▸ **EXCERPTED DATA**
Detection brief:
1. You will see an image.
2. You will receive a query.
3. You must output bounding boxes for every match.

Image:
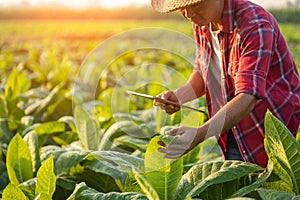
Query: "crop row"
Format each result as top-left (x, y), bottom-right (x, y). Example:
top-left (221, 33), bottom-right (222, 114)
top-left (0, 20), bottom-right (300, 199)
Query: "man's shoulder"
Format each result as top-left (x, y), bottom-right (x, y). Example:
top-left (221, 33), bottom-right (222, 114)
top-left (233, 0), bottom-right (276, 28)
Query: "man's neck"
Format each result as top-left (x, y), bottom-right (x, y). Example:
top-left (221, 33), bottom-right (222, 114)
top-left (211, 0), bottom-right (225, 31)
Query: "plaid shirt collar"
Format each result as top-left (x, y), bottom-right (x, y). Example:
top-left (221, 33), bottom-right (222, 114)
top-left (220, 0), bottom-right (234, 33)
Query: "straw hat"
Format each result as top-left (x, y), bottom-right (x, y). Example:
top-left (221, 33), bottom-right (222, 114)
top-left (151, 0), bottom-right (205, 13)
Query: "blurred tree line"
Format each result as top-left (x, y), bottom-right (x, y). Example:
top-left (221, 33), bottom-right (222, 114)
top-left (0, 7), bottom-right (300, 23)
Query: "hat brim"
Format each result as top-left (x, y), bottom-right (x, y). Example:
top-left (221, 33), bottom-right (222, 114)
top-left (151, 0), bottom-right (205, 13)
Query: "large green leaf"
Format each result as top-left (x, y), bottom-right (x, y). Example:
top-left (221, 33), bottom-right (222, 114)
top-left (85, 159), bottom-right (128, 191)
top-left (98, 121), bottom-right (137, 151)
top-left (91, 150), bottom-right (144, 173)
top-left (25, 85), bottom-right (61, 122)
top-left (33, 121), bottom-right (66, 135)
top-left (262, 152), bottom-right (295, 194)
top-left (71, 165), bottom-right (121, 193)
top-left (66, 182), bottom-right (147, 200)
top-left (230, 160), bottom-right (274, 198)
top-left (183, 138), bottom-right (222, 173)
top-left (41, 145), bottom-right (89, 176)
top-left (55, 176), bottom-right (78, 199)
top-left (34, 192), bottom-right (52, 200)
top-left (74, 105), bottom-right (100, 150)
top-left (0, 95), bottom-right (13, 143)
top-left (176, 161), bottom-right (262, 199)
top-left (58, 116), bottom-right (77, 132)
top-left (99, 120), bottom-right (154, 151)
top-left (182, 145), bottom-right (200, 172)
top-left (19, 179), bottom-right (37, 200)
top-left (0, 94), bottom-right (8, 119)
top-left (180, 110), bottom-right (206, 128)
top-left (36, 156), bottom-right (56, 198)
top-left (0, 160), bottom-right (9, 191)
top-left (41, 145), bottom-right (66, 161)
top-left (52, 117), bottom-right (78, 145)
top-left (5, 69), bottom-right (30, 120)
top-left (43, 92), bottom-right (73, 122)
top-left (155, 109), bottom-right (172, 132)
top-left (257, 188), bottom-right (300, 200)
top-left (7, 134), bottom-right (33, 185)
top-left (21, 88), bottom-right (48, 114)
top-left (123, 173), bottom-right (143, 193)
top-left (52, 131), bottom-right (79, 146)
top-left (41, 146), bottom-right (121, 192)
top-left (5, 69), bottom-right (31, 99)
top-left (264, 111), bottom-right (300, 194)
top-left (113, 113), bottom-right (147, 124)
top-left (144, 136), bottom-right (183, 200)
top-left (116, 135), bottom-right (149, 153)
top-left (134, 172), bottom-right (160, 200)
top-left (0, 118), bottom-right (13, 144)
top-left (24, 131), bottom-right (41, 175)
top-left (2, 183), bottom-right (28, 200)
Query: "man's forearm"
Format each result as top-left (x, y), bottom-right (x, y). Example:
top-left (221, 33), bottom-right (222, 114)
top-left (201, 93), bottom-right (257, 139)
top-left (174, 70), bottom-right (205, 104)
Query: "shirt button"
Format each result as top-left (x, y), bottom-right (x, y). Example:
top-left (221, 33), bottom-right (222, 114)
top-left (243, 150), bottom-right (246, 154)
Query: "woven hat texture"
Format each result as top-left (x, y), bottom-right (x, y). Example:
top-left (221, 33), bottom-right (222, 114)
top-left (151, 0), bottom-right (205, 13)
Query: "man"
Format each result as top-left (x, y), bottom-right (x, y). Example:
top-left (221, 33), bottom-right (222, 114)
top-left (152, 0), bottom-right (300, 167)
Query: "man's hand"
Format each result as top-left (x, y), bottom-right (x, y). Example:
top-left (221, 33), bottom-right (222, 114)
top-left (158, 126), bottom-right (205, 159)
top-left (154, 70), bottom-right (205, 115)
top-left (153, 91), bottom-right (180, 114)
top-left (157, 93), bottom-right (257, 159)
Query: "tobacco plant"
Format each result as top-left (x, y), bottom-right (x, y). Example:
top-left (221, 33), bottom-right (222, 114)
top-left (2, 111), bottom-right (300, 200)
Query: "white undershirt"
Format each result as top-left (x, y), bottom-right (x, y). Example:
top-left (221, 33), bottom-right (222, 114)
top-left (207, 23), bottom-right (225, 114)
top-left (210, 24), bottom-right (222, 71)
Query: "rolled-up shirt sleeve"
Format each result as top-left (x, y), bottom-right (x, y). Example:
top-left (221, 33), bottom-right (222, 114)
top-left (235, 23), bottom-right (275, 99)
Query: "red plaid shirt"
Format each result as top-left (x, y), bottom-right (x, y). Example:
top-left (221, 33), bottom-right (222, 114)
top-left (193, 0), bottom-right (300, 167)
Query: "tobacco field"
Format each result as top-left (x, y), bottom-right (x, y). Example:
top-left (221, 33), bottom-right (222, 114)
top-left (0, 13), bottom-right (300, 200)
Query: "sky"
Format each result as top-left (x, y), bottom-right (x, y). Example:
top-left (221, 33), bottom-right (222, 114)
top-left (0, 0), bottom-right (291, 9)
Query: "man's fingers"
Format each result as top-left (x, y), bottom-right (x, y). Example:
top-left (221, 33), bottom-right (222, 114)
top-left (166, 128), bottom-right (185, 136)
top-left (163, 147), bottom-right (190, 159)
top-left (153, 92), bottom-right (180, 114)
top-left (158, 147), bottom-right (181, 158)
top-left (158, 141), bottom-right (190, 159)
top-left (153, 100), bottom-right (164, 107)
top-left (158, 148), bottom-right (167, 153)
top-left (166, 129), bottom-right (178, 136)
top-left (157, 140), bottom-right (166, 147)
top-left (162, 149), bottom-right (185, 159)
top-left (154, 101), bottom-right (178, 108)
top-left (164, 154), bottom-right (182, 159)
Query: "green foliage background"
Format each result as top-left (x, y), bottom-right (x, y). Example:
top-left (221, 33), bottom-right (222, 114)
top-left (0, 7), bottom-right (300, 200)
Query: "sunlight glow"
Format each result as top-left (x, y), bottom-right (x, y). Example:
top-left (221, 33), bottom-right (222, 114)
top-left (0, 0), bottom-right (150, 8)
top-left (0, 0), bottom-right (289, 9)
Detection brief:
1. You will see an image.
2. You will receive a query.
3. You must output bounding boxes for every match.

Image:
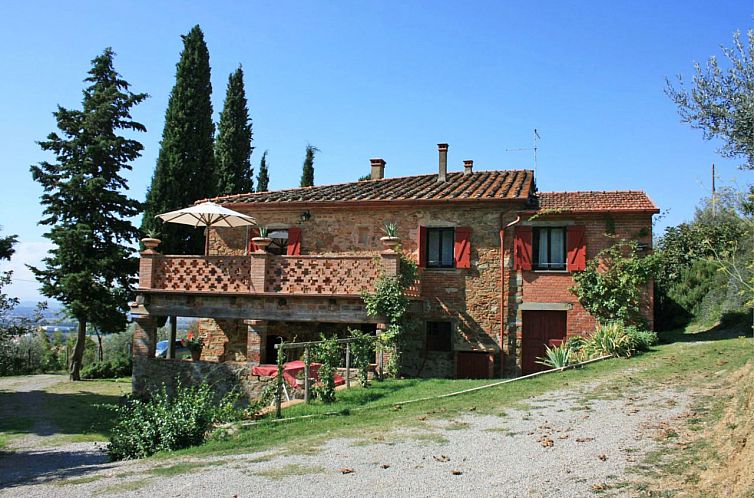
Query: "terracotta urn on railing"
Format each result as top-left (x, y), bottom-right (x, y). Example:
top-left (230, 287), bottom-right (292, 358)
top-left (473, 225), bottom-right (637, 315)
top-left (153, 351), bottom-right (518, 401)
top-left (141, 237), bottom-right (161, 252)
top-left (380, 221), bottom-right (401, 251)
top-left (251, 236), bottom-right (272, 251)
top-left (380, 236), bottom-right (401, 251)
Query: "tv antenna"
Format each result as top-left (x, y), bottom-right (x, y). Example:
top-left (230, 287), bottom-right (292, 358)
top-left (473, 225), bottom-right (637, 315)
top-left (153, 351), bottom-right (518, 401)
top-left (506, 129), bottom-right (540, 178)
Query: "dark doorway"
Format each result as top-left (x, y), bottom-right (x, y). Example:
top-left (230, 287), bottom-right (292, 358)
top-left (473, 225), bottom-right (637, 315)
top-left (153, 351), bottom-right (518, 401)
top-left (521, 310), bottom-right (567, 375)
top-left (264, 335), bottom-right (284, 364)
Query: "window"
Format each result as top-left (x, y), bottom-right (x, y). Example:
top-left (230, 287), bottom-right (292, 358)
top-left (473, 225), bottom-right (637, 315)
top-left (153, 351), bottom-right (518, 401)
top-left (426, 321), bottom-right (452, 352)
top-left (426, 227), bottom-right (454, 268)
top-left (533, 227), bottom-right (566, 270)
top-left (357, 226), bottom-right (370, 246)
top-left (266, 229), bottom-right (288, 255)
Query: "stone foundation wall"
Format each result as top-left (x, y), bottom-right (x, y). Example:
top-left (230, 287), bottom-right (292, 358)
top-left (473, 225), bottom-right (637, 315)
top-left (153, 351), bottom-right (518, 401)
top-left (132, 356), bottom-right (273, 401)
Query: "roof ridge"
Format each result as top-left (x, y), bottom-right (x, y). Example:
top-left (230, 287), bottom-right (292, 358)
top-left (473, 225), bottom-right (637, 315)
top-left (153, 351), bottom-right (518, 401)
top-left (204, 169), bottom-right (535, 203)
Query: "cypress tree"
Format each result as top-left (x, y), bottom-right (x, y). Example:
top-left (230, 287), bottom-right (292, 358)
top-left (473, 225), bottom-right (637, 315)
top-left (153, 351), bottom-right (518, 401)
top-left (257, 150), bottom-right (270, 192)
top-left (142, 25), bottom-right (216, 255)
top-left (300, 144), bottom-right (318, 187)
top-left (215, 66), bottom-right (253, 195)
top-left (29, 48), bottom-right (146, 380)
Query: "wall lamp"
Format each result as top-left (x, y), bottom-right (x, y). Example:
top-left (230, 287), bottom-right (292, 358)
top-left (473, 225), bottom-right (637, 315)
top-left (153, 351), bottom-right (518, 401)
top-left (299, 210), bottom-right (312, 222)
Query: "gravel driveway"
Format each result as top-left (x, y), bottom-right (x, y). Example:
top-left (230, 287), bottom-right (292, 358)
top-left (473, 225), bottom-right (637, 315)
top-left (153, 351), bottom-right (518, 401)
top-left (0, 379), bottom-right (691, 497)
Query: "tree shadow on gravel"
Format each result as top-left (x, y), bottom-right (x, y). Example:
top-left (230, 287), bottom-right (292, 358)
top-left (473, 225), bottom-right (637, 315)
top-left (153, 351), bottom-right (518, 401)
top-left (0, 445), bottom-right (117, 488)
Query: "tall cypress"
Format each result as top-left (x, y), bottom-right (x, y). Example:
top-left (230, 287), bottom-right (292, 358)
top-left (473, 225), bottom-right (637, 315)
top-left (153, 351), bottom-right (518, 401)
top-left (215, 66), bottom-right (253, 196)
top-left (300, 144), bottom-right (317, 187)
top-left (257, 150), bottom-right (270, 192)
top-left (142, 25), bottom-right (216, 255)
top-left (30, 48), bottom-right (146, 380)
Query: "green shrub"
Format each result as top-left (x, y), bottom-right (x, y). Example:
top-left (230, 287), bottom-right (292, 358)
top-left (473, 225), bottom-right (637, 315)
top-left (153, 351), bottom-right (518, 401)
top-left (313, 335), bottom-right (340, 403)
top-left (107, 382), bottom-right (241, 460)
top-left (536, 343), bottom-right (572, 369)
top-left (624, 326), bottom-right (658, 352)
top-left (81, 356), bottom-right (132, 379)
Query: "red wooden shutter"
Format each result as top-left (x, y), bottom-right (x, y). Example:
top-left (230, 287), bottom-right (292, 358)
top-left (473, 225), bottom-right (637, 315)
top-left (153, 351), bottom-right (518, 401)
top-left (248, 227), bottom-right (260, 253)
top-left (567, 225), bottom-right (586, 271)
top-left (418, 226), bottom-right (427, 268)
top-left (454, 227), bottom-right (472, 269)
top-left (287, 227), bottom-right (302, 256)
top-left (513, 226), bottom-right (533, 271)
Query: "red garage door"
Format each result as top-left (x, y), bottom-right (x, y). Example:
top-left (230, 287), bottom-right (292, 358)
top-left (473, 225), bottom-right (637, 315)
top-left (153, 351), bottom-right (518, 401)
top-left (522, 311), bottom-right (567, 375)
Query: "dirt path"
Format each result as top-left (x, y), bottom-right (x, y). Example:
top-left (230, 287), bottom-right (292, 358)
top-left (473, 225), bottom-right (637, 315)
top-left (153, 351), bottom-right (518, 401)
top-left (0, 379), bottom-right (695, 497)
top-left (0, 374), bottom-right (119, 490)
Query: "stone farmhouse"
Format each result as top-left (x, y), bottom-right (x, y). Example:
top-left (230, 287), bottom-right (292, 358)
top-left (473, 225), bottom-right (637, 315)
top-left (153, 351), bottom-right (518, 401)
top-left (131, 144), bottom-right (658, 396)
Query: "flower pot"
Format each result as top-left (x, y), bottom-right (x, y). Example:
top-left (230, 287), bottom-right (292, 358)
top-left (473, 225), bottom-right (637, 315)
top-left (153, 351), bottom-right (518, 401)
top-left (251, 237), bottom-right (272, 251)
top-left (380, 236), bottom-right (401, 251)
top-left (141, 237), bottom-right (161, 252)
top-left (190, 350), bottom-right (201, 361)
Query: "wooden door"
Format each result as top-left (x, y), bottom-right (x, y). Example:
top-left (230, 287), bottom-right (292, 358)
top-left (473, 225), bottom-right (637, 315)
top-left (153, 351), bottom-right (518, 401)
top-left (456, 352), bottom-right (493, 379)
top-left (521, 311), bottom-right (567, 375)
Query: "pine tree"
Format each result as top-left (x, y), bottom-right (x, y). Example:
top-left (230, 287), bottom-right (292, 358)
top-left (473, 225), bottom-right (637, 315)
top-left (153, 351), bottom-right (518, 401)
top-left (300, 144), bottom-right (318, 187)
top-left (29, 48), bottom-right (146, 380)
top-left (257, 150), bottom-right (270, 192)
top-left (215, 65), bottom-right (253, 196)
top-left (142, 25), bottom-right (216, 255)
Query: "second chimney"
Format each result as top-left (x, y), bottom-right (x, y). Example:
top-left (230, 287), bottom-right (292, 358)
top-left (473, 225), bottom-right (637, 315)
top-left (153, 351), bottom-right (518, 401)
top-left (463, 160), bottom-right (474, 175)
top-left (370, 158), bottom-right (386, 180)
top-left (437, 143), bottom-right (448, 182)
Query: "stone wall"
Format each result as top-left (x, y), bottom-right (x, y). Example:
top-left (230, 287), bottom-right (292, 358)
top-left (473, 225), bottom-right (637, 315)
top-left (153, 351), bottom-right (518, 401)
top-left (132, 356), bottom-right (273, 401)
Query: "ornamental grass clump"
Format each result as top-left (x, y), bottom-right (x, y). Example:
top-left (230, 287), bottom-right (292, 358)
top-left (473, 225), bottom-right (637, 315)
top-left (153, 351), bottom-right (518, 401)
top-left (536, 343), bottom-right (572, 369)
top-left (107, 382), bottom-right (241, 460)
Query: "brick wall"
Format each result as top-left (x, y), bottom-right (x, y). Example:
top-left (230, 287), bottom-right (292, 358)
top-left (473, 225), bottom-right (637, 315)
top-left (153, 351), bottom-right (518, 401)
top-left (199, 205), bottom-right (654, 378)
top-left (510, 212), bottom-right (655, 349)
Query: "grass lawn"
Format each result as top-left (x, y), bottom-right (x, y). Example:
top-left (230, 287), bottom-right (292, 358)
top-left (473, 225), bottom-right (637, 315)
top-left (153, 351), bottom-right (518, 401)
top-left (168, 322), bottom-right (753, 460)
top-left (0, 376), bottom-right (131, 446)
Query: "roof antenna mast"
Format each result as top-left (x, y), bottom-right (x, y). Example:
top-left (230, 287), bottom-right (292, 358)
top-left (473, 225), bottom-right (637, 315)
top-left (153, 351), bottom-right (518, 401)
top-left (506, 128), bottom-right (541, 179)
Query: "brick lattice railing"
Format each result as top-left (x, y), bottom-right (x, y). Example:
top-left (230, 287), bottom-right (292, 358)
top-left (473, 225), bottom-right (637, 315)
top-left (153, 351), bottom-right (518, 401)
top-left (265, 255), bottom-right (381, 295)
top-left (153, 256), bottom-right (252, 293)
top-left (141, 253), bottom-right (396, 296)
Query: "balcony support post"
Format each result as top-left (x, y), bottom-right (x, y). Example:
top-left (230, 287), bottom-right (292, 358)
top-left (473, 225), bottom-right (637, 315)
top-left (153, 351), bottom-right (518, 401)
top-left (246, 319), bottom-right (268, 365)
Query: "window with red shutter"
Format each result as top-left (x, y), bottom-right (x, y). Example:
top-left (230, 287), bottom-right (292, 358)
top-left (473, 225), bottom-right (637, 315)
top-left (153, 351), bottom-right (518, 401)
top-left (248, 227), bottom-right (260, 253)
top-left (566, 225), bottom-right (586, 272)
top-left (513, 226), bottom-right (533, 271)
top-left (454, 227), bottom-right (472, 269)
top-left (287, 227), bottom-right (301, 255)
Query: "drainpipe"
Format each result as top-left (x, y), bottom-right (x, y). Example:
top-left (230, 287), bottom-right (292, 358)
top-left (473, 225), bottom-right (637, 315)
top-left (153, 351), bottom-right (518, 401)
top-left (500, 215), bottom-right (521, 377)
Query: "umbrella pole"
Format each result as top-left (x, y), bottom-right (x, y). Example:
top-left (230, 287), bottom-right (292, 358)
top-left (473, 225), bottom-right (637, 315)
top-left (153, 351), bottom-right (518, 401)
top-left (204, 226), bottom-right (209, 256)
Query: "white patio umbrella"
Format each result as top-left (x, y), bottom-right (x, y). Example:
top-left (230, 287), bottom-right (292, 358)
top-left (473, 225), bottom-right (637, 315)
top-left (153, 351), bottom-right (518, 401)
top-left (156, 201), bottom-right (256, 254)
top-left (156, 201), bottom-right (256, 228)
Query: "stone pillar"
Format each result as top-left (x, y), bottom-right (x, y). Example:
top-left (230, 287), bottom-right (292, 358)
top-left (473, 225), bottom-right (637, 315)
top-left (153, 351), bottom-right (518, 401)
top-left (380, 251), bottom-right (400, 278)
top-left (249, 252), bottom-right (268, 293)
top-left (246, 320), bottom-right (268, 365)
top-left (138, 252), bottom-right (159, 289)
top-left (132, 315), bottom-right (159, 358)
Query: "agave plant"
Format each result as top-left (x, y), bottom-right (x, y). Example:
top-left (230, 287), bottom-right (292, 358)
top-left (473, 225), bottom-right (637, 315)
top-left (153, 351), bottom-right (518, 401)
top-left (257, 226), bottom-right (269, 237)
top-left (536, 343), bottom-right (572, 369)
top-left (381, 221), bottom-right (399, 238)
top-left (584, 322), bottom-right (634, 358)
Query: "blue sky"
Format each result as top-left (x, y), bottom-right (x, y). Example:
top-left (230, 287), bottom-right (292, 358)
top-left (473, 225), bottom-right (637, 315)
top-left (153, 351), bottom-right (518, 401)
top-left (1, 1), bottom-right (752, 301)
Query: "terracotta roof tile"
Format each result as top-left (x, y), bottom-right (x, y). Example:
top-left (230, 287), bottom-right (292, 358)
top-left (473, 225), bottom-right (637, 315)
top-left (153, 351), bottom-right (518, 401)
top-left (207, 170), bottom-right (535, 206)
top-left (536, 191), bottom-right (659, 213)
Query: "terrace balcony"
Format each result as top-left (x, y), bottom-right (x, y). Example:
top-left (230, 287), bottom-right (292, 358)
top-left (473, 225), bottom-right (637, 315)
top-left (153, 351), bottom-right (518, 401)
top-left (132, 245), bottom-right (420, 322)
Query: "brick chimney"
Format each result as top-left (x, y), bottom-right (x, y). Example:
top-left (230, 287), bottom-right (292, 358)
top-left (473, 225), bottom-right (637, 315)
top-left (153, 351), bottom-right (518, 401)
top-left (463, 160), bottom-right (474, 175)
top-left (370, 158), bottom-right (385, 180)
top-left (437, 143), bottom-right (448, 182)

▸ **ABOUT THIS TASK**
Search the material above for "wall". Copy each line that has it.

▸ **WRITTEN ANSWER**
Query: "stone foundation wall"
Query: "wall lamp"
Query: "stone wall"
Query: "brick wall"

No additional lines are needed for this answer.